**Supplied records:**
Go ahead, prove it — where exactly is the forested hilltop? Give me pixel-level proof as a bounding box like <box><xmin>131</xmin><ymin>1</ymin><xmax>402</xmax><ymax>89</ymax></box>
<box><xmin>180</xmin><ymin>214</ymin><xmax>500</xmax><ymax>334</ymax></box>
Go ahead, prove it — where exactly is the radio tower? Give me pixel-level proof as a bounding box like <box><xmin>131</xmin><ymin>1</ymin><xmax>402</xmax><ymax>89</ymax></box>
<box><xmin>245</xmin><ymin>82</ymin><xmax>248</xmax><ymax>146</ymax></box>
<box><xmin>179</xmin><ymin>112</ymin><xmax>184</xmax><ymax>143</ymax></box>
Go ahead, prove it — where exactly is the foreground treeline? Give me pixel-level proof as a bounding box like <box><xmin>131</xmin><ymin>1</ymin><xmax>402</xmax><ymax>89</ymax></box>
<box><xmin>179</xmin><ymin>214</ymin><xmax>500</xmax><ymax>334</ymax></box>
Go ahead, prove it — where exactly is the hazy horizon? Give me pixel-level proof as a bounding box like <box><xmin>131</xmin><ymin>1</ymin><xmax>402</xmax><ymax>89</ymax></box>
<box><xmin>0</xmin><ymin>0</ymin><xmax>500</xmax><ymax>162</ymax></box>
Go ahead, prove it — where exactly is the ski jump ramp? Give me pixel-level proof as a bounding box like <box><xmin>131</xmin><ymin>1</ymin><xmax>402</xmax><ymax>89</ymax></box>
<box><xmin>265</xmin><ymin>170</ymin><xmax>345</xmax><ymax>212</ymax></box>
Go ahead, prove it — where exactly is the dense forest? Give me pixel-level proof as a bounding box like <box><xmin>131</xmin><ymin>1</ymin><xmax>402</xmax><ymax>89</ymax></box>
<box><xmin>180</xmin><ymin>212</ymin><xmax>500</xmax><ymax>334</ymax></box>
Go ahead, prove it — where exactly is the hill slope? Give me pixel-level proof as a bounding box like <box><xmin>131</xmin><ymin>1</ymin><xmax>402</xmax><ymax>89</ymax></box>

**Stated goal:** Please reproduce all of the entries above word for word.

**Answer for the task:**
Go ahead, prove it — where exactly is the forested hilltop? Give me pixel-level proof as a bounding box like <box><xmin>131</xmin><ymin>1</ymin><xmax>402</xmax><ymax>89</ymax></box>
<box><xmin>180</xmin><ymin>214</ymin><xmax>500</xmax><ymax>334</ymax></box>
Go ahead, prove it — where exactly is the radio tower? Give me pixel-level proof as a bounding box like <box><xmin>131</xmin><ymin>1</ymin><xmax>402</xmax><ymax>89</ymax></box>
<box><xmin>245</xmin><ymin>82</ymin><xmax>248</xmax><ymax>146</ymax></box>
<box><xmin>179</xmin><ymin>112</ymin><xmax>184</xmax><ymax>143</ymax></box>
Go ahead, prove it — where exactly is the foreground treeline? Give me pixel-level proof as a bounding box like <box><xmin>131</xmin><ymin>1</ymin><xmax>402</xmax><ymax>89</ymax></box>
<box><xmin>179</xmin><ymin>214</ymin><xmax>500</xmax><ymax>334</ymax></box>
Go ahead, prove it — where exactly is the hazy horizon? Give me pixel-level proof as a bounding box like <box><xmin>131</xmin><ymin>1</ymin><xmax>402</xmax><ymax>89</ymax></box>
<box><xmin>0</xmin><ymin>0</ymin><xmax>500</xmax><ymax>162</ymax></box>
Go ahead, prove it — where exactly is the ski jump ramp? Give me pixel-level proof as a bounding box like <box><xmin>131</xmin><ymin>1</ymin><xmax>402</xmax><ymax>89</ymax></box>
<box><xmin>265</xmin><ymin>170</ymin><xmax>345</xmax><ymax>212</ymax></box>
Go ahead, prove it — where exactly is the dense forest? Give me pixel-level proof as a bounding box like <box><xmin>131</xmin><ymin>1</ymin><xmax>402</xmax><ymax>89</ymax></box>
<box><xmin>180</xmin><ymin>212</ymin><xmax>500</xmax><ymax>334</ymax></box>
Go ahead, prove it — where exactly is the hill slope? Give me pixel-level proof as a bounding box like <box><xmin>131</xmin><ymin>1</ymin><xmax>402</xmax><ymax>89</ymax></box>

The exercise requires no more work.